Dataset entries
^^^^^^^^^^^^^^^^
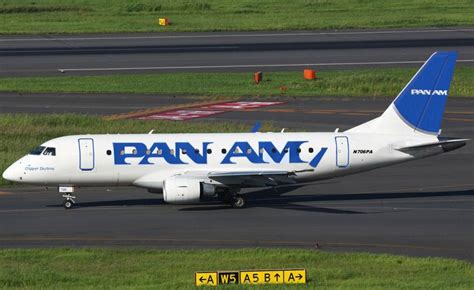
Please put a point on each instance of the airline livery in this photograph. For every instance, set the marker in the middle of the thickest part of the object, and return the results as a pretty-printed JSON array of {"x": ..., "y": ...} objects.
[{"x": 189, "y": 168}]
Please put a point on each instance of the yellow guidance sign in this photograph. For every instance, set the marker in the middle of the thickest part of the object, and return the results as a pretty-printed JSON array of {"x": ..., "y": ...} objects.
[
  {"x": 254, "y": 277},
  {"x": 297, "y": 276},
  {"x": 261, "y": 277},
  {"x": 205, "y": 279}
]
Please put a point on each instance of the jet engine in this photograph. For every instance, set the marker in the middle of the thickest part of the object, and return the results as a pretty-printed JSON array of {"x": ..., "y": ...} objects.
[{"x": 181, "y": 190}]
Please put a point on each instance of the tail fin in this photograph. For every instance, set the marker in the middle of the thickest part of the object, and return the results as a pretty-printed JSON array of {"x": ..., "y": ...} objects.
[{"x": 419, "y": 107}]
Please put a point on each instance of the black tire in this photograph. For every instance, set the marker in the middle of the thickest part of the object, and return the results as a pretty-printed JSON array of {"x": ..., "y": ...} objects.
[
  {"x": 238, "y": 201},
  {"x": 68, "y": 204}
]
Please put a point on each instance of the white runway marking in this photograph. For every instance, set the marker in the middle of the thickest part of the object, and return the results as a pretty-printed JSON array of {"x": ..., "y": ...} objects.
[
  {"x": 197, "y": 67},
  {"x": 49, "y": 38}
]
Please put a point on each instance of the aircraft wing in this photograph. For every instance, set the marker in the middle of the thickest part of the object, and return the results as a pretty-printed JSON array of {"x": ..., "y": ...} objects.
[{"x": 252, "y": 178}]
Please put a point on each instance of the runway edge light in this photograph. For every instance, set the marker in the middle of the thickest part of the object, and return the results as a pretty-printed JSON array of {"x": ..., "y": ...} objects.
[
  {"x": 309, "y": 74},
  {"x": 163, "y": 21}
]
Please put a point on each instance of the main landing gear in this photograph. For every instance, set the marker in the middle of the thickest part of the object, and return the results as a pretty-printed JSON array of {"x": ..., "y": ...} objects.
[
  {"x": 238, "y": 201},
  {"x": 69, "y": 199},
  {"x": 232, "y": 197}
]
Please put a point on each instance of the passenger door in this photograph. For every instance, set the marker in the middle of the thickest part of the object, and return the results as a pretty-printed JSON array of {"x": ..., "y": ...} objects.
[
  {"x": 342, "y": 151},
  {"x": 86, "y": 154}
]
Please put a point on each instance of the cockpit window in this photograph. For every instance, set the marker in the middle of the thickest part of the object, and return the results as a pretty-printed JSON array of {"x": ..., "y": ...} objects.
[
  {"x": 50, "y": 151},
  {"x": 37, "y": 151}
]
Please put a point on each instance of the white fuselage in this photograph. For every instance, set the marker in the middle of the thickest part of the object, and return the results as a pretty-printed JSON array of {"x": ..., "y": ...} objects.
[{"x": 144, "y": 160}]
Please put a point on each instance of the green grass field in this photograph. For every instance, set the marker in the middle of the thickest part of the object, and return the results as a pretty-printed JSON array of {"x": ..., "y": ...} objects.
[
  {"x": 160, "y": 269},
  {"x": 20, "y": 133},
  {"x": 75, "y": 16},
  {"x": 348, "y": 83}
]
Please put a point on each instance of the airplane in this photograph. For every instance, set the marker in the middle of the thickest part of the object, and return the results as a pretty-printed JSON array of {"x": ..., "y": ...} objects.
[{"x": 189, "y": 168}]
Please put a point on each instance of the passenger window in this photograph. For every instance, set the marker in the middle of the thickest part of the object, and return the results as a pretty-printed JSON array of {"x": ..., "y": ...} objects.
[
  {"x": 50, "y": 151},
  {"x": 37, "y": 150}
]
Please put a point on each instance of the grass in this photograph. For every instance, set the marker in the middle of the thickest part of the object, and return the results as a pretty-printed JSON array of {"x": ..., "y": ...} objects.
[
  {"x": 166, "y": 269},
  {"x": 20, "y": 133},
  {"x": 56, "y": 16},
  {"x": 347, "y": 83}
]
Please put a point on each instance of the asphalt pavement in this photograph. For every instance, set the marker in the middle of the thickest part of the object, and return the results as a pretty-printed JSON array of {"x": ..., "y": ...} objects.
[
  {"x": 422, "y": 208},
  {"x": 40, "y": 55}
]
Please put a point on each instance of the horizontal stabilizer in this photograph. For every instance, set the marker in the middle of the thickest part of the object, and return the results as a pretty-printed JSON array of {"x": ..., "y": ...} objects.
[{"x": 445, "y": 144}]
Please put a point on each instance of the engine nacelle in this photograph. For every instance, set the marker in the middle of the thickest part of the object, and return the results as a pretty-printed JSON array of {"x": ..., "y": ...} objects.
[{"x": 182, "y": 190}]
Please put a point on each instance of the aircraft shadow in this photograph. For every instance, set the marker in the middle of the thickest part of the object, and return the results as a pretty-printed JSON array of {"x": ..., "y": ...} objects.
[
  {"x": 277, "y": 198},
  {"x": 271, "y": 198}
]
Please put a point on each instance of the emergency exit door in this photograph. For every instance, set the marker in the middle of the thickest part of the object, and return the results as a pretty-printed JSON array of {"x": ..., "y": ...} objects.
[
  {"x": 342, "y": 151},
  {"x": 86, "y": 154}
]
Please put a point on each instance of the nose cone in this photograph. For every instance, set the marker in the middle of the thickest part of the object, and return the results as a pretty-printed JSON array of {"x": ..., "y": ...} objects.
[{"x": 11, "y": 174}]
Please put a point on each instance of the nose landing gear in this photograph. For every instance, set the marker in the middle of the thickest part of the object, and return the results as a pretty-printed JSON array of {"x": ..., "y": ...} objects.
[{"x": 68, "y": 201}]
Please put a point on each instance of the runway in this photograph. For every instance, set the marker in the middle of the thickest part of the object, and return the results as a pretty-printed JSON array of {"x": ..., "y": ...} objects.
[
  {"x": 423, "y": 208},
  {"x": 42, "y": 55}
]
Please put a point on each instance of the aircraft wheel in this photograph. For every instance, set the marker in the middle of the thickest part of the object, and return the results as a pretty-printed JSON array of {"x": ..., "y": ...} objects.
[
  {"x": 68, "y": 204},
  {"x": 238, "y": 201}
]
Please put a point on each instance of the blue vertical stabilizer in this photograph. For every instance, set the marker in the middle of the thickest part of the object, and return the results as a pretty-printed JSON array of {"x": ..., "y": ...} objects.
[{"x": 421, "y": 103}]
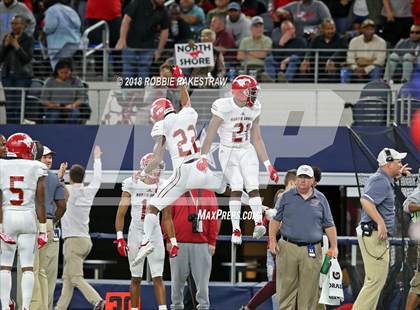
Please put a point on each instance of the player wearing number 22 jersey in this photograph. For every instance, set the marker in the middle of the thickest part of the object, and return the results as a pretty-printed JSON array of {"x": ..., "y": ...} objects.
[
  {"x": 22, "y": 190},
  {"x": 177, "y": 132},
  {"x": 236, "y": 120}
]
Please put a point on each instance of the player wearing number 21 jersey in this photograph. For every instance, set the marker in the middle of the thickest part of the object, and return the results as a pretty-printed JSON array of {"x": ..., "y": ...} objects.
[
  {"x": 22, "y": 207},
  {"x": 177, "y": 132},
  {"x": 236, "y": 120}
]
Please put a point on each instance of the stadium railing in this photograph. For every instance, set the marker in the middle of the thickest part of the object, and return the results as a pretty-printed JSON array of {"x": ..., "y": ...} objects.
[{"x": 108, "y": 104}]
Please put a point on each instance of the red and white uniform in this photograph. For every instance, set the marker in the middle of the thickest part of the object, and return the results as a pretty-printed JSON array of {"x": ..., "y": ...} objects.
[
  {"x": 18, "y": 183},
  {"x": 141, "y": 193},
  {"x": 181, "y": 134},
  {"x": 237, "y": 155}
]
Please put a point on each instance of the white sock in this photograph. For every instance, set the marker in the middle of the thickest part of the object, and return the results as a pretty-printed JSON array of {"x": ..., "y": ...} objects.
[
  {"x": 6, "y": 287},
  {"x": 150, "y": 223},
  {"x": 27, "y": 285},
  {"x": 235, "y": 213},
  {"x": 256, "y": 206}
]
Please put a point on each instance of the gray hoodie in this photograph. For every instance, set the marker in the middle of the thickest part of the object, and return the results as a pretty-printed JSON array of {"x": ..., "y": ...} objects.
[
  {"x": 240, "y": 29},
  {"x": 8, "y": 12}
]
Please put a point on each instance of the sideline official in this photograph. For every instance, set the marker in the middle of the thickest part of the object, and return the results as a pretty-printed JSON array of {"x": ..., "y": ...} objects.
[
  {"x": 376, "y": 224},
  {"x": 303, "y": 213}
]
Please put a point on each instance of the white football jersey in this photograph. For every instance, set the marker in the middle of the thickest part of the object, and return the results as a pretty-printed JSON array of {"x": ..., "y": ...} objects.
[
  {"x": 235, "y": 131},
  {"x": 140, "y": 193},
  {"x": 18, "y": 182},
  {"x": 180, "y": 133}
]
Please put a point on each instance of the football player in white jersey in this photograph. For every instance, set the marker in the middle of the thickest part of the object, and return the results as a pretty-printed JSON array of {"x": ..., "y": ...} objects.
[
  {"x": 137, "y": 193},
  {"x": 176, "y": 132},
  {"x": 22, "y": 214},
  {"x": 236, "y": 120}
]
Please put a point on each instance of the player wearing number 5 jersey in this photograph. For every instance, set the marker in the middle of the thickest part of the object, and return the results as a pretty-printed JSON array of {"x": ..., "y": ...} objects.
[
  {"x": 137, "y": 193},
  {"x": 22, "y": 214},
  {"x": 236, "y": 120},
  {"x": 176, "y": 132}
]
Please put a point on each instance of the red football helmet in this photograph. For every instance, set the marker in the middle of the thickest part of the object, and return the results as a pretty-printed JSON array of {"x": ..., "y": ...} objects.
[
  {"x": 245, "y": 89},
  {"x": 160, "y": 107},
  {"x": 20, "y": 145}
]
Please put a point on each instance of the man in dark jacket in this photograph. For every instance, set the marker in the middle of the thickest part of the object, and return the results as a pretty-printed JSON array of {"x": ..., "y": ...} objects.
[{"x": 16, "y": 56}]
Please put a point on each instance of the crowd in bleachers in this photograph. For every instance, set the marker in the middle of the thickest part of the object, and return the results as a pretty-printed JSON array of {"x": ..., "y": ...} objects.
[{"x": 264, "y": 38}]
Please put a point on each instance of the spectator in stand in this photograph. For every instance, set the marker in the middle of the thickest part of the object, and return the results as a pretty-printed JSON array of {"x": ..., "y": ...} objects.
[
  {"x": 398, "y": 20},
  {"x": 366, "y": 55},
  {"x": 224, "y": 39},
  {"x": 63, "y": 105},
  {"x": 3, "y": 150},
  {"x": 196, "y": 235},
  {"x": 221, "y": 9},
  {"x": 179, "y": 31},
  {"x": 415, "y": 11},
  {"x": 286, "y": 58},
  {"x": 280, "y": 3},
  {"x": 218, "y": 70},
  {"x": 138, "y": 29},
  {"x": 10, "y": 8},
  {"x": 340, "y": 11},
  {"x": 237, "y": 23},
  {"x": 406, "y": 58},
  {"x": 61, "y": 29},
  {"x": 270, "y": 288},
  {"x": 16, "y": 58},
  {"x": 329, "y": 61},
  {"x": 367, "y": 9},
  {"x": 254, "y": 49},
  {"x": 193, "y": 15},
  {"x": 307, "y": 16},
  {"x": 110, "y": 12}
]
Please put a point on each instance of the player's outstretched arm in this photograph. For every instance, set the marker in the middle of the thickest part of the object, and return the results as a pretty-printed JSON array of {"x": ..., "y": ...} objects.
[
  {"x": 261, "y": 150},
  {"x": 158, "y": 152},
  {"x": 211, "y": 132},
  {"x": 40, "y": 201}
]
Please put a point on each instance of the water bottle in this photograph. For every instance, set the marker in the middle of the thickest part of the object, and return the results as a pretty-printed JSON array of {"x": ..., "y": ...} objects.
[
  {"x": 327, "y": 262},
  {"x": 175, "y": 28}
]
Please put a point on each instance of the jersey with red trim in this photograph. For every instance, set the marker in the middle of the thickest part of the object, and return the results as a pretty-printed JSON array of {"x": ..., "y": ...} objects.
[
  {"x": 18, "y": 182},
  {"x": 140, "y": 193},
  {"x": 180, "y": 135},
  {"x": 235, "y": 131}
]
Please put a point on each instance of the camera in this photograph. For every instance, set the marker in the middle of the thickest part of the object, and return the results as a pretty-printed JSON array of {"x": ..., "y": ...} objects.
[{"x": 196, "y": 223}]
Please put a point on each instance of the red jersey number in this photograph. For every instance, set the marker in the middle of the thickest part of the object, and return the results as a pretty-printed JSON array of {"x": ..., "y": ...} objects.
[
  {"x": 17, "y": 191},
  {"x": 190, "y": 135},
  {"x": 241, "y": 132}
]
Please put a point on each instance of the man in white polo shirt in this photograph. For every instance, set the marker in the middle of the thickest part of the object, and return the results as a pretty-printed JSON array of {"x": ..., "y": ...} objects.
[{"x": 75, "y": 230}]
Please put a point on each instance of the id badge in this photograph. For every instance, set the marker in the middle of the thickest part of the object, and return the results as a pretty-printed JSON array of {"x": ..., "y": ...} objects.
[
  {"x": 57, "y": 234},
  {"x": 311, "y": 251}
]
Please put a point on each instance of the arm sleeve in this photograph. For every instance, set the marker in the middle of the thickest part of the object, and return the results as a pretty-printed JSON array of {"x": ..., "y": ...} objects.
[
  {"x": 414, "y": 197},
  {"x": 59, "y": 191},
  {"x": 327, "y": 219},
  {"x": 95, "y": 184},
  {"x": 51, "y": 21}
]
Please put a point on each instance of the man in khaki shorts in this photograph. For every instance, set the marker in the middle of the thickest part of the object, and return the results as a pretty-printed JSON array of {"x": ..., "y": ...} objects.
[
  {"x": 77, "y": 242},
  {"x": 412, "y": 206}
]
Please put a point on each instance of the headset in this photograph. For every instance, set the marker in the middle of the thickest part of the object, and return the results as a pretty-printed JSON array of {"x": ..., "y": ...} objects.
[{"x": 388, "y": 155}]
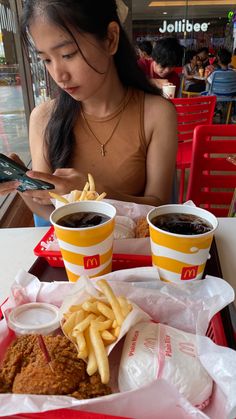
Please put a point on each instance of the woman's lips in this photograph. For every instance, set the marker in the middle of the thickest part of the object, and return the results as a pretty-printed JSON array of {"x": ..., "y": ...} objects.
[{"x": 71, "y": 90}]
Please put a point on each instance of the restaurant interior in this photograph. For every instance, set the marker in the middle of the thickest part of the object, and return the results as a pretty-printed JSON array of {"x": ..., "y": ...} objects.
[{"x": 205, "y": 163}]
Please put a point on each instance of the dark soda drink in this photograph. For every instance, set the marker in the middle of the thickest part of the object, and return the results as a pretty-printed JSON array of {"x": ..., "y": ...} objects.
[
  {"x": 184, "y": 224},
  {"x": 82, "y": 219}
]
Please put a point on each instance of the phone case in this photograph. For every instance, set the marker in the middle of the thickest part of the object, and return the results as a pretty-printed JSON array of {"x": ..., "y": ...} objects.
[{"x": 10, "y": 170}]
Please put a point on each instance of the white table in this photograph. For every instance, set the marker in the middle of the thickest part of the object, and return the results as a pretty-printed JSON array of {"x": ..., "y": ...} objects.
[{"x": 17, "y": 246}]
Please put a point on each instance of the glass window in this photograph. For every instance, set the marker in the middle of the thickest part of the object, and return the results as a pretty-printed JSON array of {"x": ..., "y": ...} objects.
[{"x": 13, "y": 124}]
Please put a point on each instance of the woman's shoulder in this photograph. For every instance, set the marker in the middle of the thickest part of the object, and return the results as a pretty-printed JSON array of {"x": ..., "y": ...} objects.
[
  {"x": 42, "y": 112},
  {"x": 158, "y": 105}
]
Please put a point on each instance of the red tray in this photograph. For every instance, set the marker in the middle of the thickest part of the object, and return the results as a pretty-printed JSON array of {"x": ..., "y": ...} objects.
[{"x": 120, "y": 261}]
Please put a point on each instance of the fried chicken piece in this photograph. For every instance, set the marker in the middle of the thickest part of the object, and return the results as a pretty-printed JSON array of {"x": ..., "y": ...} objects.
[
  {"x": 142, "y": 228},
  {"x": 25, "y": 369},
  {"x": 92, "y": 387}
]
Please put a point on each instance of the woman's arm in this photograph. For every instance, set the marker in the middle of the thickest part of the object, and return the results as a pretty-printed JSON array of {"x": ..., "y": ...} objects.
[{"x": 161, "y": 136}]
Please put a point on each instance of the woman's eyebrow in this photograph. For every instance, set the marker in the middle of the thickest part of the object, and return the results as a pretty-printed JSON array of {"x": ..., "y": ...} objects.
[{"x": 55, "y": 47}]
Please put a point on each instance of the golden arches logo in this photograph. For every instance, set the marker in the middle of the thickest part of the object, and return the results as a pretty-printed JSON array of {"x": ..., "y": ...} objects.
[
  {"x": 189, "y": 272},
  {"x": 91, "y": 262}
]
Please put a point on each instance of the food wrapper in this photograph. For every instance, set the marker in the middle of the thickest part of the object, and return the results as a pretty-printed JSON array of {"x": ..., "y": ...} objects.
[
  {"x": 189, "y": 307},
  {"x": 85, "y": 290},
  {"x": 136, "y": 246}
]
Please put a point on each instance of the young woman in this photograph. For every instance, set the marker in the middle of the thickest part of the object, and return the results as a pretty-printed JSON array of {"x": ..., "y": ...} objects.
[
  {"x": 107, "y": 119},
  {"x": 190, "y": 71}
]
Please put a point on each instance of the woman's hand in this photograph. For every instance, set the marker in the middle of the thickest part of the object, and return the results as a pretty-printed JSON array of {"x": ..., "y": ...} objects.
[
  {"x": 11, "y": 186},
  {"x": 64, "y": 181}
]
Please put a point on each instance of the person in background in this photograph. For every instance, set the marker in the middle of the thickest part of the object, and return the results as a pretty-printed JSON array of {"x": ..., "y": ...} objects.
[
  {"x": 233, "y": 59},
  {"x": 167, "y": 54},
  {"x": 190, "y": 72},
  {"x": 203, "y": 54},
  {"x": 145, "y": 56},
  {"x": 211, "y": 67},
  {"x": 223, "y": 60},
  {"x": 107, "y": 119}
]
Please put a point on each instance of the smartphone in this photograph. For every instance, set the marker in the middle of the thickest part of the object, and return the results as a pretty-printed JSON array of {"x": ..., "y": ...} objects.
[{"x": 10, "y": 170}]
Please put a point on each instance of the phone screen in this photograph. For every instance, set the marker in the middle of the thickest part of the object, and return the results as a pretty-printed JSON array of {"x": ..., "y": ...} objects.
[{"x": 10, "y": 170}]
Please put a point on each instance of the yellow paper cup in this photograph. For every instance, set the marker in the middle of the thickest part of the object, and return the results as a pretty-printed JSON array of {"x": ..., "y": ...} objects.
[
  {"x": 180, "y": 257},
  {"x": 86, "y": 251}
]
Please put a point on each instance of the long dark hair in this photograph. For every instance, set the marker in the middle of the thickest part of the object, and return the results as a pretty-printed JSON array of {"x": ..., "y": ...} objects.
[{"x": 85, "y": 16}]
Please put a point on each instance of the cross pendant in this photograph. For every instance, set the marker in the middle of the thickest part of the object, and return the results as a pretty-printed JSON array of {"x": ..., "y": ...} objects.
[{"x": 103, "y": 150}]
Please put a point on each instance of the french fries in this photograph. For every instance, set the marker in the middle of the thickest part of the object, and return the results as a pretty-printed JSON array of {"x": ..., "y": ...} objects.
[
  {"x": 88, "y": 193},
  {"x": 93, "y": 325}
]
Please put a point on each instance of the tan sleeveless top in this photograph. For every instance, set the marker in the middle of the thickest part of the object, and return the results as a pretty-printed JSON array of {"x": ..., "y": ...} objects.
[{"x": 123, "y": 168}]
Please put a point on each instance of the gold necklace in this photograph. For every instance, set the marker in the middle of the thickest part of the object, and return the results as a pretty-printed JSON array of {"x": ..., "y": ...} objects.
[{"x": 103, "y": 145}]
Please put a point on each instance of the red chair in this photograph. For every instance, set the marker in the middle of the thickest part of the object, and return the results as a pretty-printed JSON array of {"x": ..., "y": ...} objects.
[
  {"x": 190, "y": 113},
  {"x": 212, "y": 179}
]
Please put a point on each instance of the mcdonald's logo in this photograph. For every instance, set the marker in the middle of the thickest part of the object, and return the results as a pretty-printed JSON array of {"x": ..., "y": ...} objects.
[
  {"x": 189, "y": 272},
  {"x": 91, "y": 262},
  {"x": 187, "y": 348}
]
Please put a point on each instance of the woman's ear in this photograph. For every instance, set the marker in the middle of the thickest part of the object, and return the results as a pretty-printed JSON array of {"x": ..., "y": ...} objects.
[{"x": 113, "y": 36}]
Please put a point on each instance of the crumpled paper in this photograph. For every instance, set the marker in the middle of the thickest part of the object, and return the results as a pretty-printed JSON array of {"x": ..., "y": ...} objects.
[
  {"x": 135, "y": 246},
  {"x": 189, "y": 307}
]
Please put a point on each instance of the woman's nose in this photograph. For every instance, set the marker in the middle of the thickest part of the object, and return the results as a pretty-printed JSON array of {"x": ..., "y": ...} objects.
[{"x": 60, "y": 74}]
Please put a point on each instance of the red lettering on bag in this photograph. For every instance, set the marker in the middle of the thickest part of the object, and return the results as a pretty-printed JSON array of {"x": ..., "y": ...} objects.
[
  {"x": 189, "y": 272},
  {"x": 91, "y": 262}
]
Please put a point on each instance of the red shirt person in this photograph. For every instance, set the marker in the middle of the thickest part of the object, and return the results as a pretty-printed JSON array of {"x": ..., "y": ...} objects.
[{"x": 167, "y": 54}]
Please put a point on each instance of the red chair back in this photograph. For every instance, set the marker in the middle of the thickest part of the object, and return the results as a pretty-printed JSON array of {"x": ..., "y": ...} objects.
[
  {"x": 191, "y": 112},
  {"x": 212, "y": 178},
  {"x": 178, "y": 70}
]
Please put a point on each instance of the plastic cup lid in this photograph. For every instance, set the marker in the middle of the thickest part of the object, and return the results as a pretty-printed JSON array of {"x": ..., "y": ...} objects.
[{"x": 39, "y": 318}]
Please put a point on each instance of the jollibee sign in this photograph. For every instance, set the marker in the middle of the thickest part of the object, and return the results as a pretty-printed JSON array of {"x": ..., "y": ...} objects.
[{"x": 183, "y": 26}]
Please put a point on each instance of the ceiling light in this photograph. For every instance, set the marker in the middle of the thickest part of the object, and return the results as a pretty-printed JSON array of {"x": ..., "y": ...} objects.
[{"x": 190, "y": 3}]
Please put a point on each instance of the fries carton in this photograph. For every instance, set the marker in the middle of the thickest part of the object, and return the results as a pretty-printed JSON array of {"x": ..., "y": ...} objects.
[{"x": 188, "y": 308}]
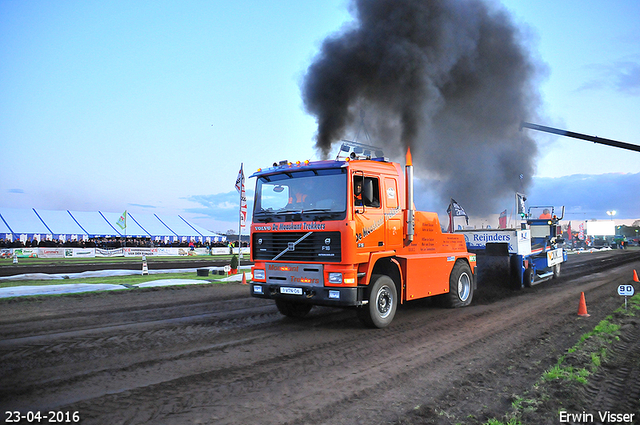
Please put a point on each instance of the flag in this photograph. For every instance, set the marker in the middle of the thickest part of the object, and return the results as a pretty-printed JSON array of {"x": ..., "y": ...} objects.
[
  {"x": 521, "y": 209},
  {"x": 240, "y": 180},
  {"x": 502, "y": 220},
  {"x": 122, "y": 221},
  {"x": 243, "y": 208},
  {"x": 456, "y": 210},
  {"x": 243, "y": 197}
]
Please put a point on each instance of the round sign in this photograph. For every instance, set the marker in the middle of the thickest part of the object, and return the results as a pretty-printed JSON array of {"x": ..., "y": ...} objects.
[{"x": 626, "y": 290}]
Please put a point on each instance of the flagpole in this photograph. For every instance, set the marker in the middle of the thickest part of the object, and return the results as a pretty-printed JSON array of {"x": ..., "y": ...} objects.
[
  {"x": 240, "y": 226},
  {"x": 451, "y": 215},
  {"x": 240, "y": 214}
]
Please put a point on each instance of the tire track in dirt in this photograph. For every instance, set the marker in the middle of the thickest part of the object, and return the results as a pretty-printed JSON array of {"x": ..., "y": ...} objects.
[
  {"x": 248, "y": 388},
  {"x": 251, "y": 363}
]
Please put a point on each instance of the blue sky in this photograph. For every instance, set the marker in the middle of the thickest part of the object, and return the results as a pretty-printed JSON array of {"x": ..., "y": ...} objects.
[{"x": 152, "y": 106}]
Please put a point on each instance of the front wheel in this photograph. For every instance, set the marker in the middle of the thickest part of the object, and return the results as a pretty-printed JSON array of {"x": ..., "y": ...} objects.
[
  {"x": 383, "y": 301},
  {"x": 460, "y": 286}
]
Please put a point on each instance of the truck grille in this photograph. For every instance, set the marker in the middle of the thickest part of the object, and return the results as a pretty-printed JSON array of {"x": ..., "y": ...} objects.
[{"x": 297, "y": 246}]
^^^^^^^^^^^^^^^^
*TASK*
Write out exactly the lines from the line holding "Please put a point on each instance of the truck" through the last line of the data, and nothing besides those lines.

*SOLUTION TO THE PROBLEM*
Please put a point on each instance of the truck grille in this photograph. For every instance, set the marker in the middle of the thickest part of the object, and return the results as a pretty-printed JSON array of {"x": ..., "y": ...} objects.
[{"x": 297, "y": 246}]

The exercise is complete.